## About this exercise
In the abstract about nitrogen cycling in a sulfidic coastal marsh, which plant colonized the areas closest to the sulfur springs?

## Provided text
Microbial Nitrogen Cycling Processes in a Sulfidic Coastal Marsh

Abstract

Sulfide distribution is a key controller of vegetation zonation in coastal ecosystems, but data are limited regarding its impact on the spatial distribution of important N cycling processes. We assessed vegetation distribution and density and, mineral N pool sizes, composition and transformations in a sulfidic coastal marsh in relation to distance from sulfur springs. We observed strong relationships between vegetation attributes (species and density) and mineral N status with greater total inorganic N, NO3− and denitrification enzyme activity (DEA) in sediment samples from areas populated by Crithmum maritimum (mid-way between S springs and sea shore) than in sediments from areas colonized by either Agropyron repens (closest to the S springs) or mangrove (Rhizophora mangleL., farthest from the springs). Our data also suggest close links between N cycling and SO4−2 reduction. The latter resulted in net release of NH4+ ranging from 0.9 mg N kg−1 in the low density C. maritimum to 3.2 mg N kg−1 in the high-density A. repens, during a 3-day incubation. We also tested for microbial adaptation to long-term high sulfide exposure by measuring DEA using the C2H2 block method (which has been found to be strongly affected by the presence of sulfide) and amendment of marsh sediment samples with NaMoO4 to suppress reduced S production. In sediments extracted from sites near the sulfur springs (A. repens and C. maritimum), the C2H2 blockage assay yielded similar results without and with NaMoO4 addition. However, in samples from a mangrove located further downstream from the springs, DEA was substantially lower (2.3 vs. 6.8 mg N2O-N kg−1 sediment d−1) when production of reduced S was not inhibited by NaMoO4. These results suggest that denitrifying microbes in the high sulfide areas may have adapted to the presence of sulfide, allowing for high rates of N and S cycling to occur simultaneously in these marshes.

## Stored data
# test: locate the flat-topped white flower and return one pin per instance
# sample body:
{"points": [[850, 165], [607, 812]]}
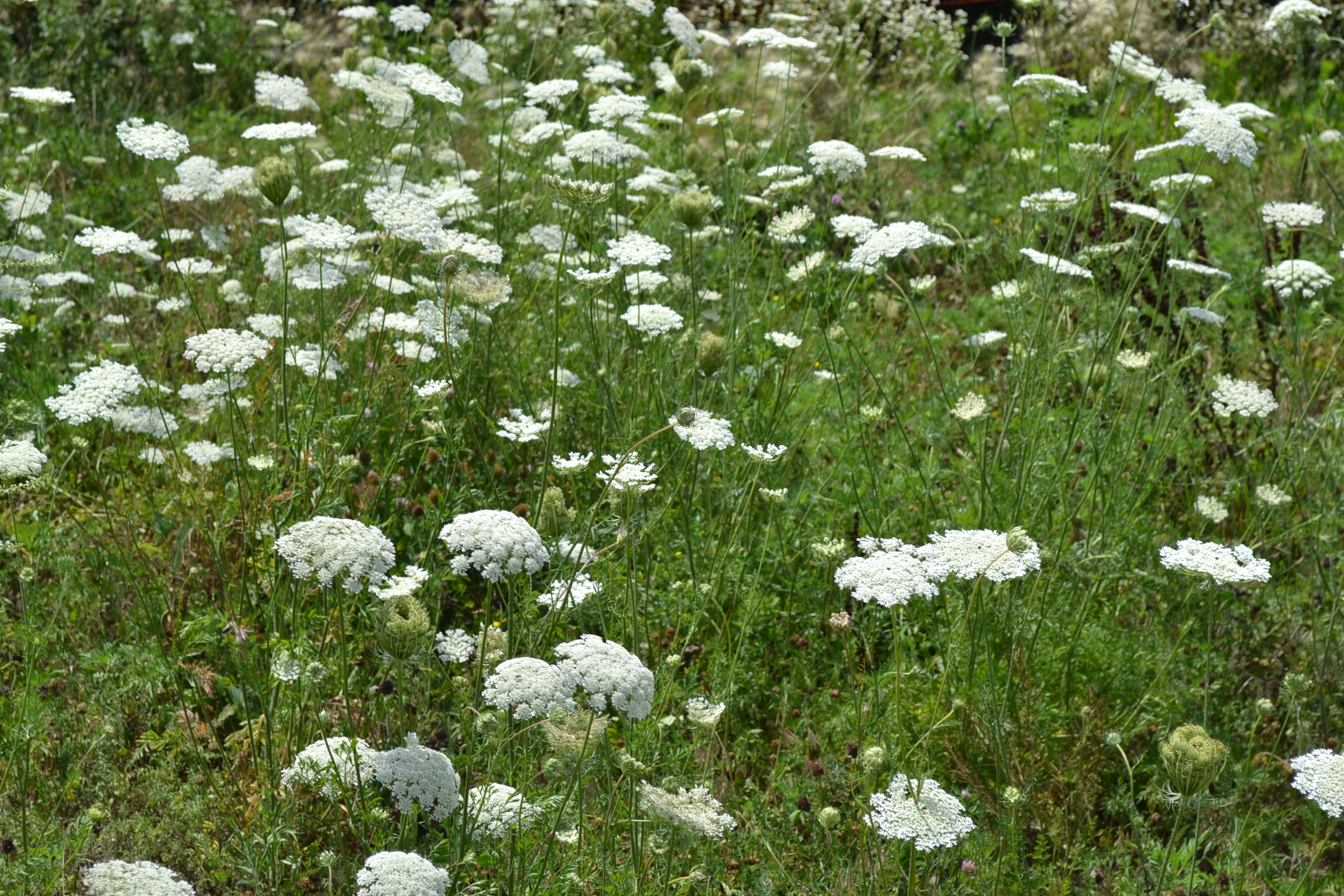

## Result
Agropyron repens